**Problem to solve**
What you return should be the line containing "Target: shredded red cabbage" and each line after it to the end of the records, copied exactly.

**Records supplied**

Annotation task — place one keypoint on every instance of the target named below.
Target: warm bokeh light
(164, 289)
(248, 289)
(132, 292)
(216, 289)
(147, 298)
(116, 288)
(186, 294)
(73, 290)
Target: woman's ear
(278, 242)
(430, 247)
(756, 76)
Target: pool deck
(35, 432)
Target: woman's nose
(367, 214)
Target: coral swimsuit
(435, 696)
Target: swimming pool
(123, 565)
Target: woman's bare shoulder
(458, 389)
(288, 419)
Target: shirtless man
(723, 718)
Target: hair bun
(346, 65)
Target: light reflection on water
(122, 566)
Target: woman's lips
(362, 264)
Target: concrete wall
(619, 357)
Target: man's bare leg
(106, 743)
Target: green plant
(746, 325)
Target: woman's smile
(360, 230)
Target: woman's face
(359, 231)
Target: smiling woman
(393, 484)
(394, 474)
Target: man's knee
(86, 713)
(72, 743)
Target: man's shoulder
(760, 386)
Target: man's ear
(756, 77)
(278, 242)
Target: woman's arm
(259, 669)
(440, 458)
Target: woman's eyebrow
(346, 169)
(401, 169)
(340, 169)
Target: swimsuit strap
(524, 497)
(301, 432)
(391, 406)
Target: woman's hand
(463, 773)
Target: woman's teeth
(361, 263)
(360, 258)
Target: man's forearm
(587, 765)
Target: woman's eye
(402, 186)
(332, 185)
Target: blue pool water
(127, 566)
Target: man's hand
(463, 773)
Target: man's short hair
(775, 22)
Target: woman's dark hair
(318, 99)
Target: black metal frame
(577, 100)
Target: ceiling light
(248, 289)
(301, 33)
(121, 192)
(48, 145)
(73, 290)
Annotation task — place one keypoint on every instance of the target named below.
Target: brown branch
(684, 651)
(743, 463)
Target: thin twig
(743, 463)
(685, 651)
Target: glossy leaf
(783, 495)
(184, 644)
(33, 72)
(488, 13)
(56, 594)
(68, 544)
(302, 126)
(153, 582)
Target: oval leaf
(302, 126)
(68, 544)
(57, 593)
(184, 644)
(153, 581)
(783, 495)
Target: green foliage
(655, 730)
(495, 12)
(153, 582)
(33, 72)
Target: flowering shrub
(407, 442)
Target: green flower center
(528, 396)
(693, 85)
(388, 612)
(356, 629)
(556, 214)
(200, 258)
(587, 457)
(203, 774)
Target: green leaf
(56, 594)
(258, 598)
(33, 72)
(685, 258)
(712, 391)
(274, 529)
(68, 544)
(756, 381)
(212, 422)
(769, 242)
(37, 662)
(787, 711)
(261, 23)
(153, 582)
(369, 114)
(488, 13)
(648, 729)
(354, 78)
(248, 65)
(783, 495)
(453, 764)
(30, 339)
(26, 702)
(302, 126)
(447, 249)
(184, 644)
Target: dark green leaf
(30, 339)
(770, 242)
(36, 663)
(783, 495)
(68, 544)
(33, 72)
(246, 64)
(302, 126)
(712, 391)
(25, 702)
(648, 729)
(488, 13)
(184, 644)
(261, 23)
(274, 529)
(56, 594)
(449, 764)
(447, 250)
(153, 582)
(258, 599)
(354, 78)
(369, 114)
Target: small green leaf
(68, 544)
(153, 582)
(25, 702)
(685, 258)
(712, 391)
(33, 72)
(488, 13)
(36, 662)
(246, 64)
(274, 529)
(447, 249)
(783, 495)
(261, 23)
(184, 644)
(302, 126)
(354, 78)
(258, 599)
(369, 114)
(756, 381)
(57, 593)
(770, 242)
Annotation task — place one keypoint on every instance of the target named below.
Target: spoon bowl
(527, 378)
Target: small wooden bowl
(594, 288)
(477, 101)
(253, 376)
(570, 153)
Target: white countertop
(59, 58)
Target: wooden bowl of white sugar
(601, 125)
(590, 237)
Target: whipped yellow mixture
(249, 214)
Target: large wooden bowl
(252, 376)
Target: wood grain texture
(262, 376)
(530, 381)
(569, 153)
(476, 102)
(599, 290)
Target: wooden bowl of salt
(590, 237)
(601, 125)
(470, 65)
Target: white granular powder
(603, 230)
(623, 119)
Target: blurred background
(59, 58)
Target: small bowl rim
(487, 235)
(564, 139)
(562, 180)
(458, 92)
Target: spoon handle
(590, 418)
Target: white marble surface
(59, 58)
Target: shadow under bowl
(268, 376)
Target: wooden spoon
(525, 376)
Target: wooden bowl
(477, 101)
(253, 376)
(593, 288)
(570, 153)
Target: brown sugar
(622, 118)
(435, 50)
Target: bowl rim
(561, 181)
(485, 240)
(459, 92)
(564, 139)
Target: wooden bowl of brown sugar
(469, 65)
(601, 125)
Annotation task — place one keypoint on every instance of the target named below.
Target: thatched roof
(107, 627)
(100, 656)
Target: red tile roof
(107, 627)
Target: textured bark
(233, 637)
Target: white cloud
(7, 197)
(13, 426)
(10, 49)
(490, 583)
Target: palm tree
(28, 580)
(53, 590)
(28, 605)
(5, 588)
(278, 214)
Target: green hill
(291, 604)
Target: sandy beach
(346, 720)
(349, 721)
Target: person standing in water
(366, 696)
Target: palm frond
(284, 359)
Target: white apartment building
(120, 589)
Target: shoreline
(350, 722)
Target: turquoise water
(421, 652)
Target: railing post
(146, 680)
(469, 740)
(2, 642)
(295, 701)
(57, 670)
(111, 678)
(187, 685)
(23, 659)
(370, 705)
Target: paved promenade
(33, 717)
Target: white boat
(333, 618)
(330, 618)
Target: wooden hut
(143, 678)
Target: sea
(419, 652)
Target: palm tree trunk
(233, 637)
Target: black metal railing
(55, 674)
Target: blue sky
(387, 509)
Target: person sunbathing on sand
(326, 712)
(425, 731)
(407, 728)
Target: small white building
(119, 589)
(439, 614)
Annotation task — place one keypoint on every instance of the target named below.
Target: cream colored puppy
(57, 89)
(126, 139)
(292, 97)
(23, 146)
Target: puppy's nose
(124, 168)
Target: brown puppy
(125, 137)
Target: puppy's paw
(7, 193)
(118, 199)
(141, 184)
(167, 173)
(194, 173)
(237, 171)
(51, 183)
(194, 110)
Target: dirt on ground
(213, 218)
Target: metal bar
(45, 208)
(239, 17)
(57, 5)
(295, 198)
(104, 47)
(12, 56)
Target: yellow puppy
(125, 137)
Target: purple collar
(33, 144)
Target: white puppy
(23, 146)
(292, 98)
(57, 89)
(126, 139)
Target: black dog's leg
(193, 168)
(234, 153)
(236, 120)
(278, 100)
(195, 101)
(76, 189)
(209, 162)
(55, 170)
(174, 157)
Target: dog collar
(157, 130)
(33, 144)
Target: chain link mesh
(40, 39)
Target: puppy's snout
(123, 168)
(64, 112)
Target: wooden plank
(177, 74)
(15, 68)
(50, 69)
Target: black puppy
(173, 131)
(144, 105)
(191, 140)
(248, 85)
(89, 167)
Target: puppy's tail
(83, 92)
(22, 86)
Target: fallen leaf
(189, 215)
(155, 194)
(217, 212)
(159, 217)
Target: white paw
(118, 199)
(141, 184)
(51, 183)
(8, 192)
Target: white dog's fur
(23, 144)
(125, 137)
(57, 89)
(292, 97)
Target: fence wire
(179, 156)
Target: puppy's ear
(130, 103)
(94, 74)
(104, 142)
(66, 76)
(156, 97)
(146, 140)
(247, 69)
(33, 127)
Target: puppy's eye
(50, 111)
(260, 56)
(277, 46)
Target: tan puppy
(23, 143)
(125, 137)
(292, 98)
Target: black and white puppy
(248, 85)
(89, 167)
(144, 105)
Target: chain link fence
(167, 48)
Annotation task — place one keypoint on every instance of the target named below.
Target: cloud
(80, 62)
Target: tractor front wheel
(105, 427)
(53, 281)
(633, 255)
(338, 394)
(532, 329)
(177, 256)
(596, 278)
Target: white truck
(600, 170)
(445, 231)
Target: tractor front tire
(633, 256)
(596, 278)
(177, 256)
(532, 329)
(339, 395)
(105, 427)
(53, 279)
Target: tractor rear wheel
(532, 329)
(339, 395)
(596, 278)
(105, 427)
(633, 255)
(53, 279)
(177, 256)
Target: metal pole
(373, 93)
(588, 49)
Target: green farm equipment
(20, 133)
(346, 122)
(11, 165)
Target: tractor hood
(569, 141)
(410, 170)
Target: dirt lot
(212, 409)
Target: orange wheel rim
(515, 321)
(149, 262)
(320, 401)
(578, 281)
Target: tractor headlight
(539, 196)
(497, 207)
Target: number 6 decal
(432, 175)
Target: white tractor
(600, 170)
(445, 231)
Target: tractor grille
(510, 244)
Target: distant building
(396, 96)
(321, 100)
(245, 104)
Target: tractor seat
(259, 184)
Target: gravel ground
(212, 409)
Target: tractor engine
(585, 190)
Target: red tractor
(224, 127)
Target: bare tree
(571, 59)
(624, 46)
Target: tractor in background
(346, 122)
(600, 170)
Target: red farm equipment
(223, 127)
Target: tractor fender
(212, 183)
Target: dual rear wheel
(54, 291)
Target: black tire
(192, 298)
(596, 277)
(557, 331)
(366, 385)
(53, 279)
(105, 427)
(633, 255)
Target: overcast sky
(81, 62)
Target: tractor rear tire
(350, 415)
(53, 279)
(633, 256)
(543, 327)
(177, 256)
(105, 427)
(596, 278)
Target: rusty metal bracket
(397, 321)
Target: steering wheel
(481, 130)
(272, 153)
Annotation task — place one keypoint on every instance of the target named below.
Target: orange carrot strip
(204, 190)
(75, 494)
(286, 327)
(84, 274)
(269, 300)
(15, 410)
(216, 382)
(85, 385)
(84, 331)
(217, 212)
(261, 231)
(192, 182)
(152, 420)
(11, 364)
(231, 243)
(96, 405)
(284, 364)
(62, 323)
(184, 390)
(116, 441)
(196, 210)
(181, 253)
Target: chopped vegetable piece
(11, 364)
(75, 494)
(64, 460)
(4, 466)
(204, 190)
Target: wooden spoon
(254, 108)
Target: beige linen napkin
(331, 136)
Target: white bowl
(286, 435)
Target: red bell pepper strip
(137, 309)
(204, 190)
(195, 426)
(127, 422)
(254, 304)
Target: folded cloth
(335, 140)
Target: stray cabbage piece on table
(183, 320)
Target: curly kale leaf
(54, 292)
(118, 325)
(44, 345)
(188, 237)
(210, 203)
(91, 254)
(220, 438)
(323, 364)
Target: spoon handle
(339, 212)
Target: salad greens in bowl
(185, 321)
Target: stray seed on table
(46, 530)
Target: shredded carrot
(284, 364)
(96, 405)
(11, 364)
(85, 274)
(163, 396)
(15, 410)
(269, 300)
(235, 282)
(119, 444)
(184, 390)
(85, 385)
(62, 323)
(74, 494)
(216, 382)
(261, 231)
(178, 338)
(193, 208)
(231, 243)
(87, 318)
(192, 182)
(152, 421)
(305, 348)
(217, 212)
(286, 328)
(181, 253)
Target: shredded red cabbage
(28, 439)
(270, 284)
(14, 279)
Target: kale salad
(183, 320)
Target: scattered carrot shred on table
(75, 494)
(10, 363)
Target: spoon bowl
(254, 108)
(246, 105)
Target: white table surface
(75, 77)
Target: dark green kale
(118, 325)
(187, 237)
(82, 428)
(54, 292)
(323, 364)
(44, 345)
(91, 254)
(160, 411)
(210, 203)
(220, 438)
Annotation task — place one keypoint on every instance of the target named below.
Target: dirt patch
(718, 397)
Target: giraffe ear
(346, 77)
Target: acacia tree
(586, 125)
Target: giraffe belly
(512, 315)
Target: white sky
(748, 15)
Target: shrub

**Result of the task**
Target: shredded red cabbage
(28, 439)
(270, 284)
(14, 279)
Target: kale salad
(183, 320)
Target: scattered carrot shred on table
(75, 494)
(10, 363)
Target: spoon bowl
(254, 108)
(246, 105)
Target: white table surface
(75, 77)
Target: dark green kale
(118, 325)
(187, 237)
(82, 428)
(54, 292)
(323, 364)
(44, 345)
(91, 254)
(160, 411)
(210, 203)
(220, 438)
Annotation task — place one keypoint on every instance of the target named below.
Target: dirt patch
(718, 397)
Target: giraffe ear
(346, 77)
Target: acacia tree
(586, 125)
Target: giraffe belly
(512, 315)
Target: white sky
(748, 15)
Target: shrub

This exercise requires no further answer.